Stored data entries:
········

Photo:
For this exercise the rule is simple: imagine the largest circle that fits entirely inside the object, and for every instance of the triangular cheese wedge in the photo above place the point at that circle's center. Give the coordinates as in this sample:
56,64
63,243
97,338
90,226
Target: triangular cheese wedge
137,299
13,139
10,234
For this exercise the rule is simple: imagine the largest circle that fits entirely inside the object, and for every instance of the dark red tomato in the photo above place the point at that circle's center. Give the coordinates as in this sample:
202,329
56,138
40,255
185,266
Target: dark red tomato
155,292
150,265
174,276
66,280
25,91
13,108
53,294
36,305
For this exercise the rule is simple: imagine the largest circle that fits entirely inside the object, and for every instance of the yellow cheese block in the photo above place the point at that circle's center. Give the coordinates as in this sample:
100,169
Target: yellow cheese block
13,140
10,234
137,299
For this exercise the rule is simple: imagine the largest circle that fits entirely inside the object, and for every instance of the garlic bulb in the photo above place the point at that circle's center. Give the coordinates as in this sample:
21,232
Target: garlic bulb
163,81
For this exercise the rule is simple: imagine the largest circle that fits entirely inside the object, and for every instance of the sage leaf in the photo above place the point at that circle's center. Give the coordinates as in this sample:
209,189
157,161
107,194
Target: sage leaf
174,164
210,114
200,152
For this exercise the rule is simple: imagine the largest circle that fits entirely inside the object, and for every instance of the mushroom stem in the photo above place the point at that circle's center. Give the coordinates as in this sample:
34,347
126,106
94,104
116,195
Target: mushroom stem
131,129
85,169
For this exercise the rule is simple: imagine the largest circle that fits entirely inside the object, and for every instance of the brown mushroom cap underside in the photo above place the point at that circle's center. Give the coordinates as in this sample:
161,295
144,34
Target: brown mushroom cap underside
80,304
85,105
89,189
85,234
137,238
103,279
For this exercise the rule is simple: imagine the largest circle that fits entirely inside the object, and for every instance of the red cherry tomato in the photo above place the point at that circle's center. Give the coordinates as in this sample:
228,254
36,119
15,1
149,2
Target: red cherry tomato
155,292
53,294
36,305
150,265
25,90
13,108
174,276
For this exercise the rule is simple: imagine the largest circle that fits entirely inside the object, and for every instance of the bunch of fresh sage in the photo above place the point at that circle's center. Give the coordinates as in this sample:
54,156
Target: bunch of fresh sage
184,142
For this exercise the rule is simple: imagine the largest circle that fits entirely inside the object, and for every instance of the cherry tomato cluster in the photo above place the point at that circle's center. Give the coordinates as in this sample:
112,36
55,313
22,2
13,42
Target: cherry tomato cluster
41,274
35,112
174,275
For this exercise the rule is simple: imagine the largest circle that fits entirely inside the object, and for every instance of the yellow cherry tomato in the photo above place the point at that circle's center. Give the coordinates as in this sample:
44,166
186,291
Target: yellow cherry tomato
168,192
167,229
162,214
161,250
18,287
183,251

········

▶ **Given request**
Copy out the records starting at the line that contains "of the brown" and ending at the end of the records, requests included, offsetting every coordinate in the answers by -47. Leave the numbers in the requests and their format samples as they are.

▶ **Written answer**
For this exercise the rule is simple: imagine the largest circle that fits entirely inside the object, and for every instance of the brown mushroom cap underside in the photo above place the point at that circle's center. Give the coordinates as in this sample:
161,295
144,34
Target: brown mushroom cap underside
33,257
38,58
42,142
38,187
90,191
56,232
For this exercise the rule is simple: imagine the largest circle that fits entirely inside the object, and for every instance of the red cherry tomato in the photo above place the point at that circle's center. Give the coordinates as in this sample:
228,254
36,119
15,1
149,2
Target: red cherry tomato
108,245
6,247
-11,258
103,218
-22,43
-34,61
127,229
For this exercise the rule is simple: imagine the largest circle that fits entirely inside the object, and for every instance of the bunch of fresh sage in the photo above place the point at that circle's center. Give the coordinates as in this sample:
54,156
Target: bunch of fresh sage
137,95
For this exercise the rule is simple: imagine the largest circle that fits entirely inside the object, and for every instance of the cherry tomato cluster in the photo above place the point at that circle's center. Give the coordinates as in this sample:
112,36
55,313
22,2
13,42
Target: cherry tomato cluster
-6,227
-12,65
127,228
For this exercise the rule is simple: imagine the largest circle that fits entirely inside the object, and for every instance of the yellow cherry tomato in the photo above place the point at that circle's center. Give the coordinates as in this sample:
44,166
186,291
Target: yellow cherry tomato
121,145
120,182
115,167
114,203
-29,240
136,204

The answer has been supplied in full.